説明

フェライト磁性粉

【課題】ゴム系ボンド磁石の特徴である変形性を損なうことのないフェライト磁性粉を得る。
【解決手段】アルカリ土類金属を構成成分とするフェライト磁性粉であって,塩素含有量が0.05重量%以下で,粉体pHが6未満であり,ゴム系樹脂をバイダーとして固定されるボンド磁石用のフェライト磁性粉である。この磁性粉を製造するには,アルカリ土類金属を構成成分とするフェライト組成の焼成品を粉砕したあと結晶歪みを除去するためのアニール処理を行い,このアニールを経た粉体を水系媒体中に分散させて鉱酸で中和処理し,次いで分散剤を添加したあと固液分離し減圧乾燥して,塩素含有量が0.05重量%以下で粉体pHが6未満のフェライト磁性粉を得る。

【発明の詳細な説明】
【技術分野】
【0001】
本発明は,ゴム系樹脂バインダーで固定されるボンド磁石用のフェライト磁性粉およびその製法に関する。
【背景技術】
【0002】
バインダーとしてゴム系樹脂を用いるゴム系ボンド磁石では,使用する磁性粉の特性はもとより,ゴム系バインダーへの磁性粉の充填率の多寡が磁気特性に大きく影響する。ゴム系バインダー中での磁性粉の充填率は,磁性粉の粒径や粒度分布,粒子の形状や表面形態,ゴム系バインダーの種類等の様々な因子に影響されるが,基本的には,ゴム系バインダーの本来の性質を変質させることなく且つゴム系バインダーとのなじみが良い磁性粉であることが肝要である。本明細書において,ゴム系バインダーの本来の性質を劣化させないような磁性粉の性質を「磁性粉の非反応性」と呼び,ゴム系バインダーとのなじみ性を「磁性粉の親和性」と呼ぶ。
【0003】
磁性粉の非反応性・親和性が良くないと,ゴム系バインダーとの混練時或いは混練物(コンパウンド)の成形時に粘性が高くなって流動性が低下し,このために機械的ストレスが磁性粒子に加わることになる。機械的ストレスが磁性粒子に加わると歪みが発生し,保磁力を低下させる。
【0004】
フェライト磁性粉の非反応性・親和性は,例えば混練物の粘度やせん断応力の測定によって評価することができる。粘度やせん断応力が小さいほど,樹脂との非反応性・親和性(相溶性)が良好であると言える。

------------------------------------------------

#### [短い演習 A]
フェライト磁性粉の本文から次の一文を英語に訳してください:「機械的ストレスが磁性粒子に加わると歪みが発生し,保磁力を低下させる。」
#### [短い演習 B]
フェライト磁性粉の本文を、最後の文の後から書き継いでください。

------------------------------------------------

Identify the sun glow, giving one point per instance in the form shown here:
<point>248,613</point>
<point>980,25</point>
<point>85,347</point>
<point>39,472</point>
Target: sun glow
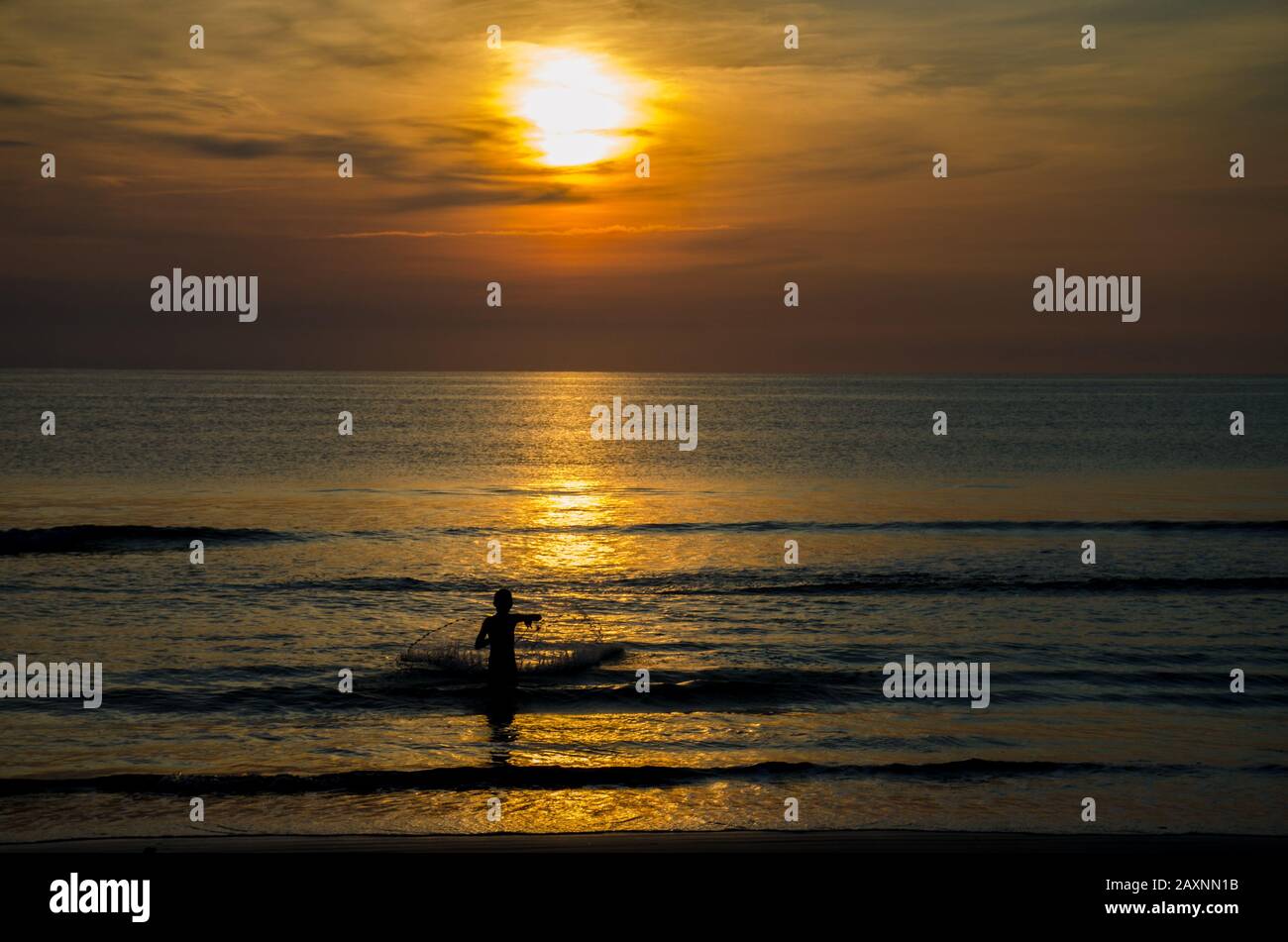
<point>580,107</point>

------------------------------------------------

#### [課題の解答 A]
When mechanical stress is applied to the magnetic particles, strain develops and the coercive force decreases.

#### [課題の解答 B]
【0005】
特許文献1には,フェライト組成の焼成品を粉砕したあと,アニール処理して得たpH9以上のフェライト磁性粉を水中に懸濁させ,この懸濁液に炭酸ガスを吹き込むことにより,炭素含有量が0.010〜0.040重量%でpHが6〜9未満のフェライト磁性粉が得られると教えており,このものは,樹脂系バインダーとの非反応性・親和性に優れると記載されている。さらに,特許文献1は,炭酸ガス吹き込みに代えて鉱酸を添加する中和処理では,その乾燥品には凝集が起こり,かなり強度のある解砕処理を必要とし,この場合には内部歪みの発生を皆無にすることは困難であると教示している(段落〔0013〕参照)。
【0006】
特許文献2には,同じくアニールを経たフェライト磁性粉をCO2源と攪拌下に接触させることにより,炭素含有量が0.015〜0.080重量%でpHが7〜10未満のフェライト磁性粉が得られると教えており,このものは,樹脂系バインダーとの非反応性・親和性に優れると記載されている。
【先行技術文献】
【特許文献】
【0007】
【特許文献1】特開2001−160506号公報
【特許文献2】特許第3294507号公報
【特許文献3】特開2002−353019号公報
【特許文献4】特開平4−93002号公報
【特許文献5】特開昭63−293806号公報
【発明の概要】
【発明が解決しようとする課題】
【0008】
ゴム系ボンド磁石は可撓性である点で機器への装着に柔軟に対応できるという特徴があり,例えばシート状のゴム系ボンド磁石であれば,曲面のある箇所でもその曲面に沿って当該シートを装着できる。このようなボンド磁石の弾性的(靭性的)な性質が磁性粉の性質に由来して劣化することがある。ゴム系ボンド磁石のこのような成形品特性の劣化性を磁性粉側からの因子としての報告された例はない。
【0009】
ゴム系ボンド磁石において,所定の形状に成形されたあとの成形品が,その靭性が劣化したり形状が変化すると,一般に磁気特性の劣化を引き起こす。例えばゴム系ボンド磁石の特性を生かして,シート状成形品を曲面形状に沿って曲げ変形しながら装着した場合,ひび割れが発生したりすると,ボンド磁石のそのものの機能が低下することがある。これまで,ボンド磁石成形後の長寿命化における磁性粉側からの対策は,これまで具体化されていない。
【0010】
したがって,本発明は,ボンド磁石成形後における磁気特性の劣化を起こす磁性粉側からの原因を明らかにし,その原因を除去したゴム系ボンド磁石用のフェライト系磁性粉を得ることにある。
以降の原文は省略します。